Task inputs:
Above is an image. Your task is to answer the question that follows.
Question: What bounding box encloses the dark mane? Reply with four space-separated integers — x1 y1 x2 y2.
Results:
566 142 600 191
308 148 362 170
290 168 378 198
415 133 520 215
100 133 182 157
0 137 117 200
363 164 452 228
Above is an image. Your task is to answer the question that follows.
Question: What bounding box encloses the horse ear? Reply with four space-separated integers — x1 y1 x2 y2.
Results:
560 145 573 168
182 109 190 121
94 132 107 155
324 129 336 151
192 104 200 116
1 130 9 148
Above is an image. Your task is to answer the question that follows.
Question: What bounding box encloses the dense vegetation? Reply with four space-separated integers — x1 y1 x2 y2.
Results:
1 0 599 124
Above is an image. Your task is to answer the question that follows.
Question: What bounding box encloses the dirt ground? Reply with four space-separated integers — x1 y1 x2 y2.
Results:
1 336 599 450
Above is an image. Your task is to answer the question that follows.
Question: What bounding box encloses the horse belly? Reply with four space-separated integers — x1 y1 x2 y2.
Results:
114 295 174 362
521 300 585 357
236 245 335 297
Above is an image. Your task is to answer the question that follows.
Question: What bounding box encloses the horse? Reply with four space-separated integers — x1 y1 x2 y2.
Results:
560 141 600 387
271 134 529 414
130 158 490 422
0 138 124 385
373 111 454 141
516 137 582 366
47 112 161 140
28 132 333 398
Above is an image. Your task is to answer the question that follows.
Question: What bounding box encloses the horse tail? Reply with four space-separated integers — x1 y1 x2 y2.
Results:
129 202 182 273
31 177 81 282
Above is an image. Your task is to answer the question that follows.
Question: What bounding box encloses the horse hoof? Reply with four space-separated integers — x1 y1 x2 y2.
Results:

Task instructions: Go through the entries and return each line where the word "separated" appears.

Answer space:
Question: What bounding box encloses the dark mane? Reply with four space-separated integers — x1 y1 x2 y2.
Question: What bounding box encloses the horse ear? Reply with four space-separated integers — x1 y1 x2 y2.
Question: What bounding box encloses the dense vegetation? Reply with four space-separated integers — x1 y1 x2 y2.
Question: What bounding box encloses the dirt ground? Reply with four space-separated integers — x1 y1 x2 y2.
Question: What bounding box encloses the horse belly? Reply with four space-separated integers — x1 y1 x2 y2.
Question: What bounding box encloses the horse? Reply with four space-separated integers — x1 y1 x2 y2.
Question: What bounding box encloses the horse tail? Reply with four space-separated integers — x1 y1 x2 y2.
Question: What bounding box encloses the horse hoof? Reply with four space-separated integers — x1 y1 x2 y2.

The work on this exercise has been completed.